Entrevista
Cristina Alves e Liana Melo
O Globo
Ex-presidente do Banco Central afirma que para inflação convergir para a meta em 2012, deveria cair já este ano
O sócio-fundador da Gávea Investimentos e presidente do Conselho de Administração da BMF&Bovespa, Arminio Fraga, acha que a Europa está despreparada para lidar com a crise que se abateu sobre o continente: "Acho que há uma certa perplexidade entre os dirigentes europeus. Estavam acostumados a ver a crise nos países em desenvolvimento". Os EUA, por sua vez, responderam à crise de forma rápida, mas agora há um embate feroz sobre a dívida, sem que os republicanos queiram ceder: "A política americana é feita com "P" minúsculo", resume. Ele evita críticas ao Banco Central, que presidiu durante o governo FH, mas acha que o ritmo das intervenções na área cambial deveria ser reduzido.
ARMINIO FRAGA diz que política nos EUA é feita com P minúsculo
Em recente editorial, o jornal britânico "Financial Times" escreveu que a economia brasileira está difícil de pedalar. O senhor concorda?
ARMINIO: Nunca é fácil pedalar. Só que ainda está mais difícil pedalar na Europa do que aqui. O choque lá está sendo maior do que se imaginava mesmo há um ano, quando a crise estourou. A discussão agora mudou de patamar, depois que atingiu a Itália. Olhando de longe, parece que eles estão assustados. Talvez eles não estejam é preparados para lidar com a situação atual de crise.

______

* _Tarefas propostas_
(1) Repita o trecho da entrevista com Arminio Fraga entre "ARMINIO: Nunca é" e "atual de crise.", inclusive.
(2) Escreva a parte seguinte da entrevista com Arminio Fraga, começando depois da última frase apresentada.
A listagem a seguir tem outra origem.

* _Seção de dados_
______

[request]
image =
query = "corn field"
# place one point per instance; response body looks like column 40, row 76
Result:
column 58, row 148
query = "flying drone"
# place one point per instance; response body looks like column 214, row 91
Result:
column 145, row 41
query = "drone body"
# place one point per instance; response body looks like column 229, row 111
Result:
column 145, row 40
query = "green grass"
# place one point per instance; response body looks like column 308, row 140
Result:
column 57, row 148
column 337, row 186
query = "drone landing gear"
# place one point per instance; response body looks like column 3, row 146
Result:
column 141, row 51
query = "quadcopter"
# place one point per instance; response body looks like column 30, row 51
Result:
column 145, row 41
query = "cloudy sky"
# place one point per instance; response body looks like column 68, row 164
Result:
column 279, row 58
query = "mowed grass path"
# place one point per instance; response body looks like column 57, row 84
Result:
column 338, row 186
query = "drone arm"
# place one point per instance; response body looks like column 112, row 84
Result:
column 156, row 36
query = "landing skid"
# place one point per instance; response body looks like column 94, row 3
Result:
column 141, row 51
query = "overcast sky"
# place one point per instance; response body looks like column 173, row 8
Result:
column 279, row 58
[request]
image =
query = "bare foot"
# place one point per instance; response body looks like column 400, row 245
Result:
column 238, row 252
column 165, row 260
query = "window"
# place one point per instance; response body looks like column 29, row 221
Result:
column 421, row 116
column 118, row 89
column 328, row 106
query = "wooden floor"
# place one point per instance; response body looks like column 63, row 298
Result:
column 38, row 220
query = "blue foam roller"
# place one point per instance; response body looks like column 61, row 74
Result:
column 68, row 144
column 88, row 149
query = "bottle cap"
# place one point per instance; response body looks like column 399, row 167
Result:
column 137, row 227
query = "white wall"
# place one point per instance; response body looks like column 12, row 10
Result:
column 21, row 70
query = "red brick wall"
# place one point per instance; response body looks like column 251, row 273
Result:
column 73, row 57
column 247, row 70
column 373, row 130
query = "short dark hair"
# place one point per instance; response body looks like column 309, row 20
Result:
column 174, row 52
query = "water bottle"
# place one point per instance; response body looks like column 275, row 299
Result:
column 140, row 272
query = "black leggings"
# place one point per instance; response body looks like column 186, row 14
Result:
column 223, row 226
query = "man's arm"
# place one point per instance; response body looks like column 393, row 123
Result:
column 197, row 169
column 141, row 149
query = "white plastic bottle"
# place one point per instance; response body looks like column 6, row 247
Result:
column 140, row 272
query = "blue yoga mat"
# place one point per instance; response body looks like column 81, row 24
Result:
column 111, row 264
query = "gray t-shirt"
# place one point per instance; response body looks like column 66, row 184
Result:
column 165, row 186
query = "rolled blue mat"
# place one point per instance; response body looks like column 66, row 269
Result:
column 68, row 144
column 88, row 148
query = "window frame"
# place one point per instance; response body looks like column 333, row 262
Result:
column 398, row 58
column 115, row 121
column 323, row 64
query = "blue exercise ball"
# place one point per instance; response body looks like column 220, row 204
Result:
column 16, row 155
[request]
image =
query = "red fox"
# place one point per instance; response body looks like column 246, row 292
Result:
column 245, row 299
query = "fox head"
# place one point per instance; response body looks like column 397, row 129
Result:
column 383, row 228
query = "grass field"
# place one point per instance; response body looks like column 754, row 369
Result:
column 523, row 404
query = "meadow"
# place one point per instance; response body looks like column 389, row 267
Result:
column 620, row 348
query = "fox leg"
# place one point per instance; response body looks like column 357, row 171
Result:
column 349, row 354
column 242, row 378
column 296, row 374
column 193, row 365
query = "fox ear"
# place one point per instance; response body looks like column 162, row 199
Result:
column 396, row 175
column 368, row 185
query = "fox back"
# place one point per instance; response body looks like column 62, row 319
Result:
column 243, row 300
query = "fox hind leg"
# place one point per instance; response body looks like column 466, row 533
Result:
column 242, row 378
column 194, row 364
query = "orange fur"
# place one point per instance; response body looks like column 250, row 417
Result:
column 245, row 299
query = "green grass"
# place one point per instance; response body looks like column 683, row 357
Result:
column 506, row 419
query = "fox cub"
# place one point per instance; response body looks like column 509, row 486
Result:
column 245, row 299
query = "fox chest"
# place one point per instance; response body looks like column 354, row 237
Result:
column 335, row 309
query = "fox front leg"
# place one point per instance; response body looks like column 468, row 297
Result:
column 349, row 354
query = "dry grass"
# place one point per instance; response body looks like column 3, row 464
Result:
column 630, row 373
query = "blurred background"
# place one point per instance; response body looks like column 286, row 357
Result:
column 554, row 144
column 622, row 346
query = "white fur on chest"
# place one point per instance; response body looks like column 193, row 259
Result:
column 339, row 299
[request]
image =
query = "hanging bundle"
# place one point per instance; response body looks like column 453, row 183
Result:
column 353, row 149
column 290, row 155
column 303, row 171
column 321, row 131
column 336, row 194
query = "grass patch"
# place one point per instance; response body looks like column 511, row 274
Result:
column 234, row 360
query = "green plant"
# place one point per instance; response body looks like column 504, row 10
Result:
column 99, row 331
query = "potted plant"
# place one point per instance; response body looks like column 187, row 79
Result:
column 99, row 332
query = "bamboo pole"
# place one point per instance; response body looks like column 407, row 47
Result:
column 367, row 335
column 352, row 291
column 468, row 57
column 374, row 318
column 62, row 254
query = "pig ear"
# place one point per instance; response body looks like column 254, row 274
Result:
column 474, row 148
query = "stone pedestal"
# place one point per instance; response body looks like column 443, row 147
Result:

______

* _Respostas dos exercícios_
(1)
ARMINIO: Nunca é fácil pedalar. Só que ainda está mais difícil pedalar na Europa do que aqui. O choque lá está sendo maior do que se imaginava mesmo há um ano, quando a crise estourou. A discussão agora mudou de patamar, depois que atingiu a Itália. Olhando de longe, parece que eles estão assustados. Talvez eles não estejam é preparados para lidar com a situação atual de crise.

(2)
O senhor acredita que a crise na Europa está se aprofundando?
ARMINIO: Inicialmente, eles montaram o Fundo Europeu de Estabilização Financeira para depois irem ao Fundo Monetário Internacional (FMI). É que, num primeiro momento, as lideranças europeias queriam evitar recorrer ao FMI. A crise na Grécia, por exemplo, está se mostrando, a cada dia que passa, mais difícil. Portugal está conseguindo fazer algumas reformas, enquanto a Irlanda, particularmente, temos que admitir que fez um ajuste econômico muito bom. Já a Espanha, que também teve seus momentos de tensão, vem conseguindo ainda ter acesso aos mercados. Agora a crise chegou à Itália.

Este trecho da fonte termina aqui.